• [Input material]:
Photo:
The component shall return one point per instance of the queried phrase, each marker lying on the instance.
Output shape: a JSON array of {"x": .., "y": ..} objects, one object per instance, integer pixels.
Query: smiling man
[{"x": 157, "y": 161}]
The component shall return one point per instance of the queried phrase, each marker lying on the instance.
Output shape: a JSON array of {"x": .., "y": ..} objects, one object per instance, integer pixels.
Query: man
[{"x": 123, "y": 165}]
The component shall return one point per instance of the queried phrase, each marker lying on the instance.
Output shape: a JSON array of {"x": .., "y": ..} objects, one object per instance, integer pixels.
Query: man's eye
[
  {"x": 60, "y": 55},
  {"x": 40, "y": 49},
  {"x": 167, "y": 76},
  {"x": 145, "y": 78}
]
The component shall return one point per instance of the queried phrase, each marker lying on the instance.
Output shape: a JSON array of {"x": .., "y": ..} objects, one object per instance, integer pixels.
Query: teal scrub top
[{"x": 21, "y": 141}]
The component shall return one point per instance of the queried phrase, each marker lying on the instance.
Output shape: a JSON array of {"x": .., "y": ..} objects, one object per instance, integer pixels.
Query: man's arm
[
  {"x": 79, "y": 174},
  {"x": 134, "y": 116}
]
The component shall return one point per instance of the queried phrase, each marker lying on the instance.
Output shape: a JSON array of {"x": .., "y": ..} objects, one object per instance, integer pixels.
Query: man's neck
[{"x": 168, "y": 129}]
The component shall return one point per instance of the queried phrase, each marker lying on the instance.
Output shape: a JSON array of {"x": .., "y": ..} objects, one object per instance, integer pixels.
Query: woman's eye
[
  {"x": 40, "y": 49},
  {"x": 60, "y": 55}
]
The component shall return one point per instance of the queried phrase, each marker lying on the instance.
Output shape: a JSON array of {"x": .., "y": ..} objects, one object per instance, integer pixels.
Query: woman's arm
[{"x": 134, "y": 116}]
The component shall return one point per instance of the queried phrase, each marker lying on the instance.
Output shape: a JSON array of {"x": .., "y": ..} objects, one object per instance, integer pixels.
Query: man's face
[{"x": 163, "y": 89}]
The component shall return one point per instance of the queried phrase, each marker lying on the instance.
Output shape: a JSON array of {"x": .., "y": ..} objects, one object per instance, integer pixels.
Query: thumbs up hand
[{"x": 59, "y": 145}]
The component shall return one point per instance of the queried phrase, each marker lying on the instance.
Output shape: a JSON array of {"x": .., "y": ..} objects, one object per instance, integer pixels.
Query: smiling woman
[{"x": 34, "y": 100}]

• [Instructions to follow]: Print the whole listing once more, exactly as it stands.

• [Written answer]:
Photo:
The component shall return one point per instance of the queried phrase, each marker lying on the instance.
Output shape: a JSON array of {"x": .., "y": ..} objects, one object per instance, integer pixels.
Query: smiling man
[{"x": 157, "y": 161}]
The component shall return one point per instance of the queried phrase, each marker lying on the instance.
Output shape: a JSON array of {"x": .., "y": ..} objects, one object per instance, integer pixels.
Query: man
[{"x": 123, "y": 165}]
The component shall return one point per instance of the queried phrase, each marker lying on the instance.
Output shape: a JSON array of {"x": .., "y": ..} objects, one object per instance, integer pixels.
Query: man's eye
[
  {"x": 60, "y": 55},
  {"x": 40, "y": 49},
  {"x": 167, "y": 76},
  {"x": 145, "y": 78}
]
The component shall return one point per instance of the queried phrase, each marker lying on the instance.
Output shape: a JSON array of {"x": .., "y": ..} objects, one object per instance, integer pixels.
Query: teal scrub top
[{"x": 21, "y": 141}]
The component shall return one point per instance of the queried phrase, each marker lying on the instance.
Output shape: a JSON array of {"x": .., "y": ..} objects, one object per instance, integer pixels.
Query: man's arm
[
  {"x": 79, "y": 174},
  {"x": 134, "y": 116}
]
The component shall return one point per instance of the queried phrase, each marker lying on the instance.
Output shape: a JSON array of {"x": .., "y": ..} objects, one object per instance, integer pixels.
Query: man's neck
[{"x": 168, "y": 129}]
The component shall return one point per instance of the queried phrase, each marker lying on the instance.
Output shape: a JSON array of {"x": .., "y": ..} objects, one object per instance, integer pixels.
Query: woman's eye
[
  {"x": 40, "y": 49},
  {"x": 60, "y": 55}
]
The component shall return one point per instance of the queried phrase, each marker lying on the instance.
Output shape: a JSON array of {"x": .., "y": ..} objects, one object per instance, integer pixels.
Query: woman's arm
[{"x": 134, "y": 116}]
The component shall return one point per instance of the queried phrase, each marker lying on the instance.
Output shape: a JSON array of {"x": .., "y": ..} objects, one object per instance, integer pixels.
Query: man's face
[{"x": 163, "y": 89}]
The component shall return one point per instance of the queried phrase, each marker lying on the instance.
Output shape: a JSON array of {"x": .., "y": ..} objects, one object per instance, integer pixels.
Query: thumbs up hand
[{"x": 59, "y": 145}]
The component shall return one point per instance of the queried phrase, each marker lying on the instance.
Output shape: a JSON array of {"x": .., "y": ..} objects, one object per instance, integer pixels.
Query: smiling woman
[{"x": 34, "y": 100}]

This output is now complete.